* Tarefa proposta 1: Diga se cada afirmação abaixo está de acordo com o trecho sobre a saudade, respondendo sim ou não e citando literalmente as palavras do trecho que decidem a resposta: (a) a morte tem a ver com o amor; (b) a saudade dos sambas não fala de uma pessoa; (c) os mitos explicam o que se passa conosco.
* Tarefa proposta 2: Reproduza a parte do trecho sobre a saudade que vai de "As milongas são assim" até "vem ao caso.", incluindo essas duas passagens.
* Tarefa proposta 3: Escreva a continuação do trecho sobre a saudade a partir da última frase apresentada.

* Trecho da página:
= = = =
Mas não acredito naquele pessoal que morreu de tuberculose nos idos do século XIX: a morte não tem a ver com o amor e o amor não precisa ser tão Werther quanto dizem por aí.

Se existem tantos sambas de saudade, a verdade é que a saudade não fala de uma pessoa.

Se falasse, imagine o tédio que isso tudo seria.

A saudade dos sambas é a saudade daquilo que não se é. Assim como sinto saudade daquele que não sou.

As milongas são assim e os sertanejos também são assim. Se eles são universitários, já é outra história. Se as milongas são mais releituras que milongas, também não vem ao caso.

O que interessa é que estamos naquilo que faltamos.

As brechas do que somos dizem mais sobre nós do que qualquer parede em nosso peito.

Se desvendássemos o altar ao qual nosso sono se curva, talvez fôssemos além do Édipo. Temos de reconhecer que mitos não explicam nada: são apenas a lã que costura o frio. Nenhum divã vai além da palavra.
= = = =
* Dados armazenados:

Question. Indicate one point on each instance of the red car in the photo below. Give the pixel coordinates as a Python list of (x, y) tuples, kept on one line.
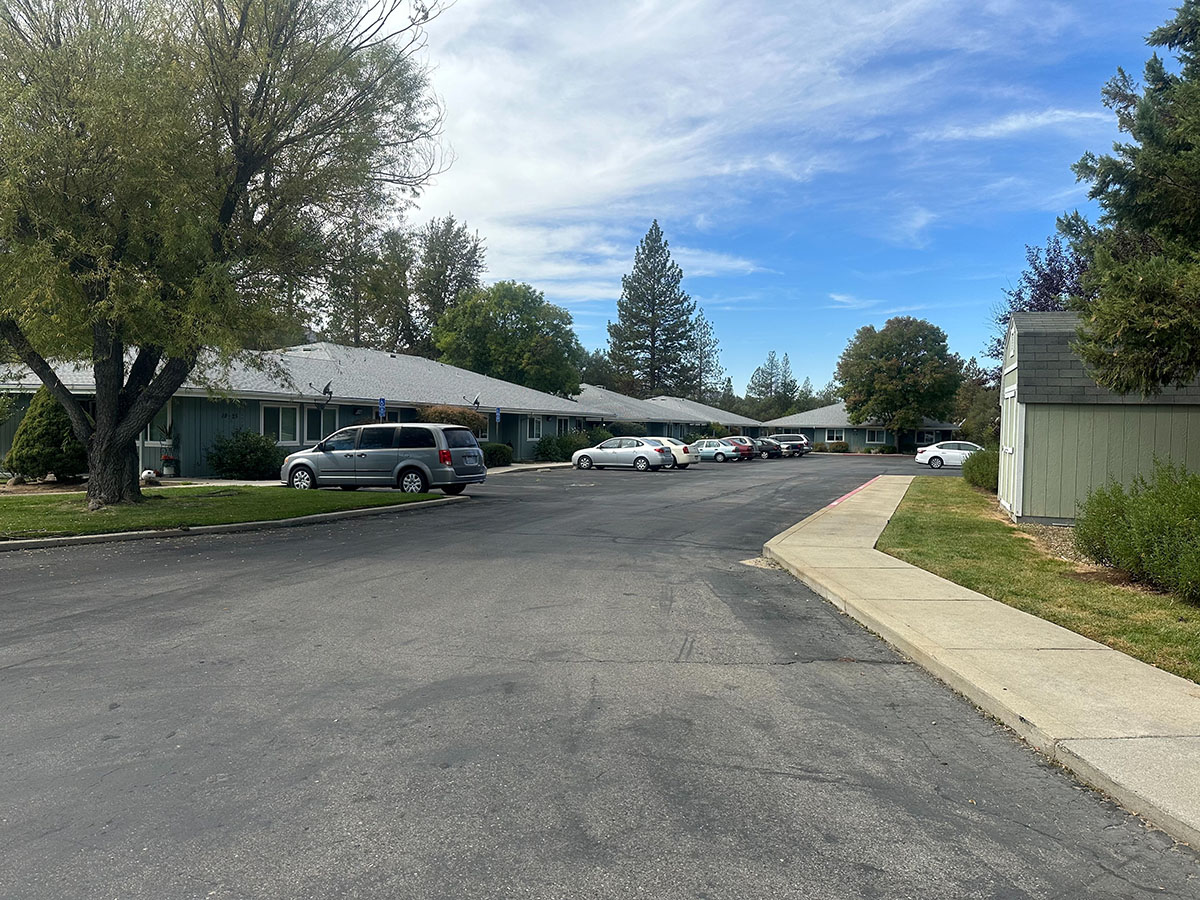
[(745, 448)]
= = = =
* Resultado final 1:
(a) Não: "a morte não tem a ver com o amor".
(b) Sim: "a saudade não fala de uma pessoa".
(c) Não: "mitos não explicam nada".

* Resultado final 2:
As milongas são assim e os sertanejos também são assim. Se eles são universitários, já é outra história. Se as milongas são mais releituras que milongas, também não vem ao caso.

* Resultado final 3:
Mas como balconista de farmácia, talvez com o tempo eu até virasse alquimista. Assim transformava meus metais em ouro e deixava o dia menos cinza.

As coisas, porém, não são o que desejamos longe daquilo que falamos. A realidade é um chute na boca do estômago que jorra sangue pela boca do rosto. Se existe o afago, ele tem voz de criança e está debaixo dos lençóis do dia. Por cima encontramos apenas manchas de suor e sêmen. Mais além estrelas. E mais além ainda, aqueles que não fomos e jamais poderemos sequer pensar em ser.

O depois só é real quando não está para aquilo que sentimos no antes.

Caso as coisas sejam o contrário disso, algo está errado.

Não se pode confiar na perfeição.

4 comentários:

adri antunes disse...

é por ler textos assim que realmente acredito no escritor e nem tanto no homem, por que homens capazes de encapsular sentimentos em palavras ou são mágicos, ou farmacêuticos, ou só são reflexos do alterego (acho que com a nova ortografia é assim que se escreve, se não for, desculpa)!
bjim ;)

Lótus disse...

Entre os frascos do boticário Fabrício Carpinejar, ao acaso e inconscientemente, num ato de consciência cheguei a estas bandas. Saltitei entre as linhas, identifiquei-me com umas, indiquei-as no meu espaço. Surpresa, o balconista-alquimista já passara por lá! Não se pode confiar na perfeição...

Anônimo disse...

Não acredito na perfeição... Os calores dos imperfeitos ainda me faz transpirar!!!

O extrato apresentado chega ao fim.